■ Short problem ■
Gather every line of the items below that contains the word "speckled", matching case exactly.

----

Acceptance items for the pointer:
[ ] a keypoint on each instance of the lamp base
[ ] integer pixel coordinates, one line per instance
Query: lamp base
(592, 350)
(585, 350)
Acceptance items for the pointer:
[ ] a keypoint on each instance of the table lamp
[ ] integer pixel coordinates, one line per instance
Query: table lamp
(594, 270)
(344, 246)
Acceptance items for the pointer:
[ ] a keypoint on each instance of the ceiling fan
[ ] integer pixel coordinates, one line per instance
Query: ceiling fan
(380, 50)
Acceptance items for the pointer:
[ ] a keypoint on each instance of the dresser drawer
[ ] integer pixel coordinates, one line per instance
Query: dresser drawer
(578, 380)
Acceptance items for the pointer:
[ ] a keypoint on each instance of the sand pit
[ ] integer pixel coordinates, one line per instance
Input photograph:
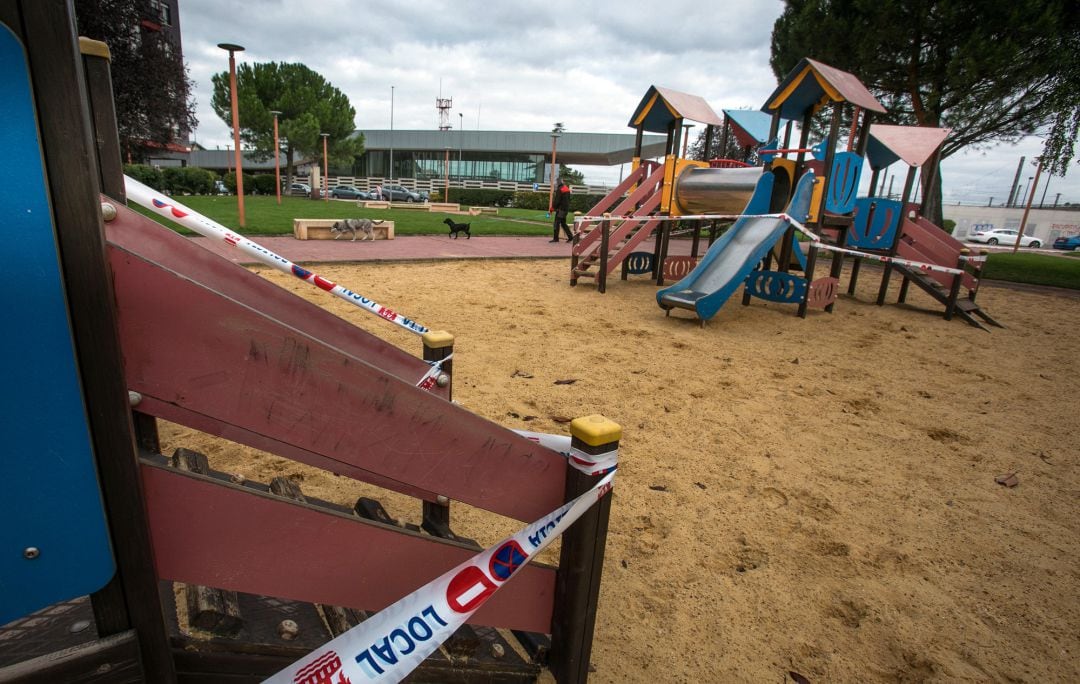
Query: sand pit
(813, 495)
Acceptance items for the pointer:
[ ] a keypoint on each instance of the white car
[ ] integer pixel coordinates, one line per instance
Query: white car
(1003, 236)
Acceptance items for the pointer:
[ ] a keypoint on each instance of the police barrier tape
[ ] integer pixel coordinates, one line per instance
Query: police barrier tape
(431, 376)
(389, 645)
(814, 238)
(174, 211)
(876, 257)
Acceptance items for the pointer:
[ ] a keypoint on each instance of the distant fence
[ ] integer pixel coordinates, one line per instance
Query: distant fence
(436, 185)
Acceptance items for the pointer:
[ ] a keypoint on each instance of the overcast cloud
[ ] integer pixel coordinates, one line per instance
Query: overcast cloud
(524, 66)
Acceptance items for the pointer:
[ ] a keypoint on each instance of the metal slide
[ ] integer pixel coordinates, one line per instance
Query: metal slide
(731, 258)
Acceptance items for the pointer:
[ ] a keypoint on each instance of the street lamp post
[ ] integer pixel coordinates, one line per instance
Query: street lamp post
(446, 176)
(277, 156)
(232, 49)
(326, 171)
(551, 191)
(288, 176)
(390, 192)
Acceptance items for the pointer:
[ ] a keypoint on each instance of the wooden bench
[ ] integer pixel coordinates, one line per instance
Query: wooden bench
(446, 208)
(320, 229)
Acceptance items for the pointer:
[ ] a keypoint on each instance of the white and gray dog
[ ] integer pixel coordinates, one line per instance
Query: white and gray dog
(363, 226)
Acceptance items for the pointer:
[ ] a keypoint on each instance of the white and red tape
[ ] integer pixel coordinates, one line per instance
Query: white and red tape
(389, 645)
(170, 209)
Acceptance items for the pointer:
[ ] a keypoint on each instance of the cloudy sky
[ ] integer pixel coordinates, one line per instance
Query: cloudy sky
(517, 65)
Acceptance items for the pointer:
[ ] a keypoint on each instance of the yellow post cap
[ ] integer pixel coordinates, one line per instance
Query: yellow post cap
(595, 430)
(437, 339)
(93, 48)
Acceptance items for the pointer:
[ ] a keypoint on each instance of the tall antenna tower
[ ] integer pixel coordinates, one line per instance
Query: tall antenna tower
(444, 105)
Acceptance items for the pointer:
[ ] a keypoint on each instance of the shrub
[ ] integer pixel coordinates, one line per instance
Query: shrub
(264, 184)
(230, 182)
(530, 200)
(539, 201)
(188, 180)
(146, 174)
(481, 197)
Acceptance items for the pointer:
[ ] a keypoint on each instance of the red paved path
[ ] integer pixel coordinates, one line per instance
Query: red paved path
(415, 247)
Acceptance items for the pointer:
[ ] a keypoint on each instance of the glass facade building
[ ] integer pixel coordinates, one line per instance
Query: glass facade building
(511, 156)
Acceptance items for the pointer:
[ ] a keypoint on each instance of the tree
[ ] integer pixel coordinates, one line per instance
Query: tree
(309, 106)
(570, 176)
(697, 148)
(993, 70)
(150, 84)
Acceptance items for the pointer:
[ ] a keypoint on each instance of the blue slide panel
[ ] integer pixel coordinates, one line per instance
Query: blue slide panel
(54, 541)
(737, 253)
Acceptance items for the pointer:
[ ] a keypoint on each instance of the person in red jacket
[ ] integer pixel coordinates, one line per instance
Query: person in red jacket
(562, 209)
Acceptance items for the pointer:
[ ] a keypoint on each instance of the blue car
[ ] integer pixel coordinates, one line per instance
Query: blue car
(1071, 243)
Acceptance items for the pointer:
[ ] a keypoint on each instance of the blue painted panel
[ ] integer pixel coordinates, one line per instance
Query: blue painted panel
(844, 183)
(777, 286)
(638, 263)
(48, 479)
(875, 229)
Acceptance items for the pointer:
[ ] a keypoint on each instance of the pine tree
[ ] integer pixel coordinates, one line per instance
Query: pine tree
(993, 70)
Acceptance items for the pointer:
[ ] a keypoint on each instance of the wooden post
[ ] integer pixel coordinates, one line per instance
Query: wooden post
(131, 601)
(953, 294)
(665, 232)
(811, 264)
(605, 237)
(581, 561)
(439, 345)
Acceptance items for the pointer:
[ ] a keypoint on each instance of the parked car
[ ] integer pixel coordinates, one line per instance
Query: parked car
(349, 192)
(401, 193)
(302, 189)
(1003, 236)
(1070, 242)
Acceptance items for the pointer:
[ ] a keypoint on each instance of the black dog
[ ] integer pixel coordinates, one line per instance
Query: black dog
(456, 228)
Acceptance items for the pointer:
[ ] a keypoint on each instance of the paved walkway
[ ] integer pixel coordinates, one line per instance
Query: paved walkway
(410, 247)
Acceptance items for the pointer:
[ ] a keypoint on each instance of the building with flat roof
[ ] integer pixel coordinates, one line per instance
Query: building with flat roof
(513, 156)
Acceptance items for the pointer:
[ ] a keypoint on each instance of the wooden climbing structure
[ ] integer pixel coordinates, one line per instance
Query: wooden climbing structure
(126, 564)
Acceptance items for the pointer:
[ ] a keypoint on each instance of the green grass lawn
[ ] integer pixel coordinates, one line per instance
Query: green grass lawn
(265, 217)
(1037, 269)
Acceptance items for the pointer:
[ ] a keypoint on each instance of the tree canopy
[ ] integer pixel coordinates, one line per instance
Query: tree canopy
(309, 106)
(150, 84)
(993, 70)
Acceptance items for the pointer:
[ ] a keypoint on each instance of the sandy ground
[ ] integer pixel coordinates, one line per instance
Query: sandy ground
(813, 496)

----

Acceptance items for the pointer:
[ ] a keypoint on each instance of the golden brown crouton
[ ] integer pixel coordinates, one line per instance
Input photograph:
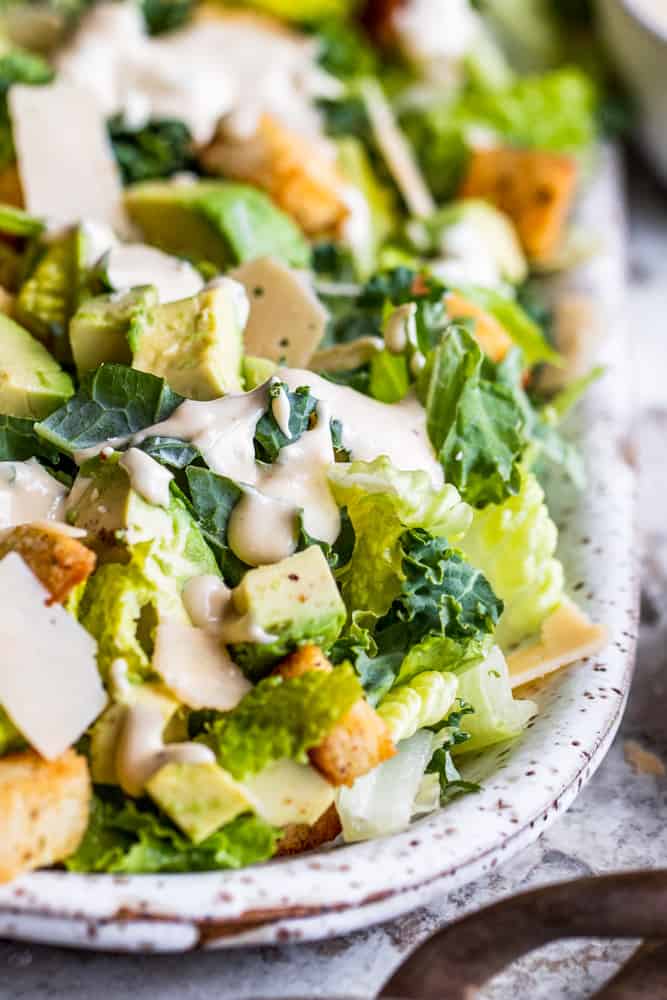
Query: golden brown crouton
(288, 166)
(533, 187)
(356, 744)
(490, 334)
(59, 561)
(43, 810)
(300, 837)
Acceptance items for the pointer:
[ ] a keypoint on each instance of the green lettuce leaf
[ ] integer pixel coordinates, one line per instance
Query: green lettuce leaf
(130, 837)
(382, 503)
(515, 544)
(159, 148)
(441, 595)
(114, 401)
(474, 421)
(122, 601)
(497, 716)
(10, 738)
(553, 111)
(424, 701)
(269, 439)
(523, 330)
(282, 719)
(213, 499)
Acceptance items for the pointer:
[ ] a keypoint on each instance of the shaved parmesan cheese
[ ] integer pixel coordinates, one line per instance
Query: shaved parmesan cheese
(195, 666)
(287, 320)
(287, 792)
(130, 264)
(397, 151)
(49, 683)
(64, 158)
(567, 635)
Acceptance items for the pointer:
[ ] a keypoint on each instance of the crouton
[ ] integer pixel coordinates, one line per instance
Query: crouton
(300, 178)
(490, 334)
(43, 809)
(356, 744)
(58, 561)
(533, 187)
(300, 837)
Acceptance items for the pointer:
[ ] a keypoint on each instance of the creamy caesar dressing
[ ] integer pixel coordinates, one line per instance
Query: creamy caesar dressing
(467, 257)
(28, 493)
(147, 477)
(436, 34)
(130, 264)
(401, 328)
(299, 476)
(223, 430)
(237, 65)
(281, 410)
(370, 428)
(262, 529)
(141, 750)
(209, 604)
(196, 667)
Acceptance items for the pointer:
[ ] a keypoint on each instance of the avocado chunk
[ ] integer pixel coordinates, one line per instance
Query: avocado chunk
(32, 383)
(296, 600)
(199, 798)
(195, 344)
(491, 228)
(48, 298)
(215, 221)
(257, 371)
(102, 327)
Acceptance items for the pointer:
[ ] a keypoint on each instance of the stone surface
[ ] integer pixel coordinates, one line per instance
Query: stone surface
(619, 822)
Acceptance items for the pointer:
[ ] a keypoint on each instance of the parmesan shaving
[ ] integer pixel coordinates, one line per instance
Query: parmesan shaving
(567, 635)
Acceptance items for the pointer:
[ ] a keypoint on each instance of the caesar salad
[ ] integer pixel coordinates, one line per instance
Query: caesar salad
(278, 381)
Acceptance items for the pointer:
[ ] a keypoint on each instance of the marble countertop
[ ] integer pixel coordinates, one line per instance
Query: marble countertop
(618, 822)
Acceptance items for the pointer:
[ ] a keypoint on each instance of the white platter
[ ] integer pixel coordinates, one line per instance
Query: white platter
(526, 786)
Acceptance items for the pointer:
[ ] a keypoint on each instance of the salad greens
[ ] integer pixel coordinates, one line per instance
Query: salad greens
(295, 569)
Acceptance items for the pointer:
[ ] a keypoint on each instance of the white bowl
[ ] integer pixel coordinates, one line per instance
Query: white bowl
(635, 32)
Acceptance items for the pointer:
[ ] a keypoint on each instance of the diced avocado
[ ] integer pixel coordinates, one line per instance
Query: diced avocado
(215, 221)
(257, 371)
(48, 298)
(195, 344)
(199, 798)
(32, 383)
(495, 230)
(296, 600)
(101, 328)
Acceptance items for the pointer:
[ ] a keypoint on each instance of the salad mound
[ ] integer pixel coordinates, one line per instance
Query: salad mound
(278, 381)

----

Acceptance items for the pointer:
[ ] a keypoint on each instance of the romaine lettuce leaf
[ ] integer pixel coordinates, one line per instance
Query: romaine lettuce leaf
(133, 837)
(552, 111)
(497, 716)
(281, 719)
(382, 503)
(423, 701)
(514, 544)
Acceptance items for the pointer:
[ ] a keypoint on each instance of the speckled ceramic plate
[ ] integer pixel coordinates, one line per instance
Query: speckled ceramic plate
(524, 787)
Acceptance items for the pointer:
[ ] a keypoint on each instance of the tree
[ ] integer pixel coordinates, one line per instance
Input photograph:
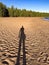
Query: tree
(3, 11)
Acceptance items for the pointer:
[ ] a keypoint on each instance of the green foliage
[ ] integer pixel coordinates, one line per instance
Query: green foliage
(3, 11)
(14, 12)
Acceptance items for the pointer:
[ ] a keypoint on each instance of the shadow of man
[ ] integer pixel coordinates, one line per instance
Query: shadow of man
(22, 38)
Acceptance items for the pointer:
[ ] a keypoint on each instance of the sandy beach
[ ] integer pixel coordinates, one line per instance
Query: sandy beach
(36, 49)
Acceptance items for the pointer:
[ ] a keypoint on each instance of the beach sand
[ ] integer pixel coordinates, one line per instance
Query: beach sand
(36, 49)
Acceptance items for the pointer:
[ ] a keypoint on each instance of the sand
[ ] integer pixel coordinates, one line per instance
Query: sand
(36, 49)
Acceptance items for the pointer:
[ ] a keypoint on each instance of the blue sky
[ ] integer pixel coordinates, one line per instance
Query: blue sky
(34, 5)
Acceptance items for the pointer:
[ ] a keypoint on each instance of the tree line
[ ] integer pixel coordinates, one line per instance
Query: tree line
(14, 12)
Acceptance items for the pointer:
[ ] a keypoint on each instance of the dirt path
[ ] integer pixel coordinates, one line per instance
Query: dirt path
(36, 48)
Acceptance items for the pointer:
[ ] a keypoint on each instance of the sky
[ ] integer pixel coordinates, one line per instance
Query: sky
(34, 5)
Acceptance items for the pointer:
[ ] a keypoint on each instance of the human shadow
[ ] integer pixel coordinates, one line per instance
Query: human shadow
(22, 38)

----

■ Exercise result ■
[ ] a keypoint on each instance of the speckled ceramic plate
Query: speckled ceramic plate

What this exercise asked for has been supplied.